А Наполеон думал уже о большем. Психологически он, вероятно, был в состоянии игрока, сорвавшего банк — крупный выигрыш — и решившего больше не играть, не испытывать судьбу. Но вот он пошел с маленькой карты так лишь, чтобы размять пальцы, — и неожиданно крупный выигрыш. Он снова идет с маленькой, и опять негаданное везение — большой выигрыш. И вот, продолжая уверять, что он навсегда отказался от всяких азартных игр, он незаметно — одна маленькая карта, затем вторая, затем третья, и каждая приносит крупный куш! — снова втягивается, уходит с головой в игру.
Конечно, это сравнение очень условно: ведь игра, которую вел Наполеон Бонапарт, шла не на золотые — она велась на человеческие головы.

* **Приведённые строки**

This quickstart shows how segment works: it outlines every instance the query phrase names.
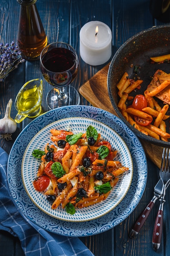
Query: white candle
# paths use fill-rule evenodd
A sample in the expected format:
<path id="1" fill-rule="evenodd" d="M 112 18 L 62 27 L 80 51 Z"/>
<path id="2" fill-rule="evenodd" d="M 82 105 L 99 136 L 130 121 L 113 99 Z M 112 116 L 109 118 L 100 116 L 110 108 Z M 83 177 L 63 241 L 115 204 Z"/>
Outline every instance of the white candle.
<path id="1" fill-rule="evenodd" d="M 80 56 L 87 64 L 100 65 L 110 58 L 112 32 L 103 22 L 90 21 L 86 23 L 80 29 L 79 39 Z"/>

* **Что нужно сделать**
a – Повторите без изменений часть отрывка о Наполеоне, начиная со слов «А Наполеон думал» и заканчивая словами «на человеческие головы.».
b – Перепишите все приведённые строки, заменив «white candle» на «lit candle» и оставив остальное без изменений. Изображения в ответ не включайте.

* **Ответы**
a –
А Наполеон думал уже о большем. Психологически он, вероятно, был в состоянии игрока, сорвавшего банк — крупный выигрыш — и решившего больше не играть, не испытывать судьбу. Но вот он пошел с маленькой карты так лишь, чтобы размять пальцы, — и неожиданно крупный выигрыш. Он снова идет с маленькой, и опять негаданное везение — большой выигрыш. И вот, продолжая уверять, что он навсегда отказался от всяких азартных игр, он незаметно — одна маленькая карта, затем вторая, затем третья, и каждая приносит крупный куш! — снова втягивается, уходит с головой в игру.
Конечно, это сравнение очень условно: ведь игра, которую вел Наполеон Бонапарт, шла не на золотые — она велась на человеческие головы.

b –
This quickstart shows how segment works: it outlines every instance the query phrase names.
Query: lit candle
# paths use fill-rule evenodd
A sample in the expected format:
<path id="1" fill-rule="evenodd" d="M 112 18 L 62 27 L 80 51 Z"/>
<path id="2" fill-rule="evenodd" d="M 82 105 L 99 136 L 130 121 L 113 99 Z M 112 116 L 109 118 L 100 116 L 110 108 Z M 83 177 L 63 241 L 115 204 Z"/>
Outline every instance of the lit candle.
<path id="1" fill-rule="evenodd" d="M 80 56 L 87 64 L 100 65 L 110 58 L 112 32 L 103 22 L 90 21 L 86 23 L 80 29 L 79 39 Z"/>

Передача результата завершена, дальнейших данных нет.